YOUR INSTRUCTIONS: Which lines have the string "snow"? Copy all of them from the entries below.

EXCERPTED DATA:
-*-

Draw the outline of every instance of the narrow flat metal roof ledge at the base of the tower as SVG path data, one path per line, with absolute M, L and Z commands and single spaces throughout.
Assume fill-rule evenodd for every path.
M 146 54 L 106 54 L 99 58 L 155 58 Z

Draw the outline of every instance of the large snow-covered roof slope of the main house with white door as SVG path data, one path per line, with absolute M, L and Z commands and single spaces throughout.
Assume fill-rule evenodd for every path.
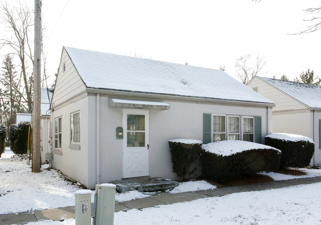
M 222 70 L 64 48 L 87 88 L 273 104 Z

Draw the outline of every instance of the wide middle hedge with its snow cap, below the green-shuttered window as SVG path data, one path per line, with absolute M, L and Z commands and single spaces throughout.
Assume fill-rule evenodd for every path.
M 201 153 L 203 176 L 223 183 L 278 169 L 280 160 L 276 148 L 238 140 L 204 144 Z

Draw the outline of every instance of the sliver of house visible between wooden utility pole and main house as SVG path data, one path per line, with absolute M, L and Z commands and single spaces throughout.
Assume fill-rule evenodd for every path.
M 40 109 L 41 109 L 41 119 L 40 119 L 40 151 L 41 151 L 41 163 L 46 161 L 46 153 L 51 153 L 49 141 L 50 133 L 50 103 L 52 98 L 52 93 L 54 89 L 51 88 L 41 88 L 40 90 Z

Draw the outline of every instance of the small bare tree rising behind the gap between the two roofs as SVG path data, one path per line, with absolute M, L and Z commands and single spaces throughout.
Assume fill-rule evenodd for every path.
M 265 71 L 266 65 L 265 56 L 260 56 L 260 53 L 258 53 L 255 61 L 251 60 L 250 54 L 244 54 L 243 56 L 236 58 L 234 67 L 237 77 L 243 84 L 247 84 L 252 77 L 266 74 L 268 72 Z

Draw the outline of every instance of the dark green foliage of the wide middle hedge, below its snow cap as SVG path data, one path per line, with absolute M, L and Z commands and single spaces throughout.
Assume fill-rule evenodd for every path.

-*-

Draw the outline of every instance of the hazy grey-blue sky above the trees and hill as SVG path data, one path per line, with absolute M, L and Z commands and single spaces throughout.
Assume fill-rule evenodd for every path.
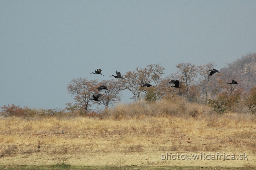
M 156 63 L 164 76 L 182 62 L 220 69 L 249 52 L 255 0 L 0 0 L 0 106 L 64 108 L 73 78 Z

-*-

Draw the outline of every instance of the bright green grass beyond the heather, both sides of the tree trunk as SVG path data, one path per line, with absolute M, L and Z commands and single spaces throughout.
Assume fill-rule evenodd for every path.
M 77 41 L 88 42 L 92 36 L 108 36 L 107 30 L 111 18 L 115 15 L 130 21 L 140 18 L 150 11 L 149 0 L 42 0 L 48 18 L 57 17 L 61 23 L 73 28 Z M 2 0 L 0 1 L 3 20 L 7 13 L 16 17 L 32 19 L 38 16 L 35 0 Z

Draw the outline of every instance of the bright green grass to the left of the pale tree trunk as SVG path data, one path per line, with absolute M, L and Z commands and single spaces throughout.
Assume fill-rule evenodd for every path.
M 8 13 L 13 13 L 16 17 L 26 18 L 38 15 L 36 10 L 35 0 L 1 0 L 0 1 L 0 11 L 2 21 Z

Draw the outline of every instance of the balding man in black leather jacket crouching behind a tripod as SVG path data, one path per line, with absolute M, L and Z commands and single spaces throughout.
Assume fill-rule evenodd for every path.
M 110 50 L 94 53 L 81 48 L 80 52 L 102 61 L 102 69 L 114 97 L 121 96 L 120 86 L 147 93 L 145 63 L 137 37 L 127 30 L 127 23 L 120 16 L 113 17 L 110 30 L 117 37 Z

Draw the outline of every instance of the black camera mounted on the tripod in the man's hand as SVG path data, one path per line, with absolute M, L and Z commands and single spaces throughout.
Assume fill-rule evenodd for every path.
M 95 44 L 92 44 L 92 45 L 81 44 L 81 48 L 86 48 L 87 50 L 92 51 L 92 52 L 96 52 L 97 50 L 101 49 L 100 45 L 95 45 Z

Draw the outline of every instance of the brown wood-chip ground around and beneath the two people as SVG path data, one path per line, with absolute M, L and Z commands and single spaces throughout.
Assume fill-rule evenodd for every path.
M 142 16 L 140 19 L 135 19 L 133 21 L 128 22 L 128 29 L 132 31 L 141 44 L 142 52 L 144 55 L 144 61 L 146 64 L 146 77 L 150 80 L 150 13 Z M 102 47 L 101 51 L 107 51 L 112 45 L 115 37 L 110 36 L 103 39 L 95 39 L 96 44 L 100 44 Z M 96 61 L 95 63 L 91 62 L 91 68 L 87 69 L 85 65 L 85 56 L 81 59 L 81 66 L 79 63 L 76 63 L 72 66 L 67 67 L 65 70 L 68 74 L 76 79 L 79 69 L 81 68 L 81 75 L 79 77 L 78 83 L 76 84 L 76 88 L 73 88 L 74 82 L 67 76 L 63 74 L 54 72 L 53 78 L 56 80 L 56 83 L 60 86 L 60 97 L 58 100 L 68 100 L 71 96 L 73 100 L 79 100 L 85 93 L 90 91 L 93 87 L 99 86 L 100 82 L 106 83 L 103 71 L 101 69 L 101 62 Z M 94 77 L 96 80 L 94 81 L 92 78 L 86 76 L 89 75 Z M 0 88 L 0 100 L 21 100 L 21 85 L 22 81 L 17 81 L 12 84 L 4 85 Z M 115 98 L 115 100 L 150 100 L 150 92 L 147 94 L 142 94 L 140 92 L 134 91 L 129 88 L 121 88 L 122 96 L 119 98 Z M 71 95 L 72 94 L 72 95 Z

-*-

WRITTEN RESPONSE:
Draw the outline of every instance of the large snow-covered roof slope of the main house with white door as SVG path data, one path per line, with absolute M, L and Z commands and single spaces throughout.
Draw the outline of every instance of the wide middle hedge with its snow cap, below the green-shuttered window as SVG path data, one path per line, with absolute M, L and Z commands and single spaces throughout.
Draw the outline of every instance of the dark green foliage of the wide middle hedge, below its snow cap as SVG path data, one path per line, with absolute M, L and Z commands and single spaces throughout.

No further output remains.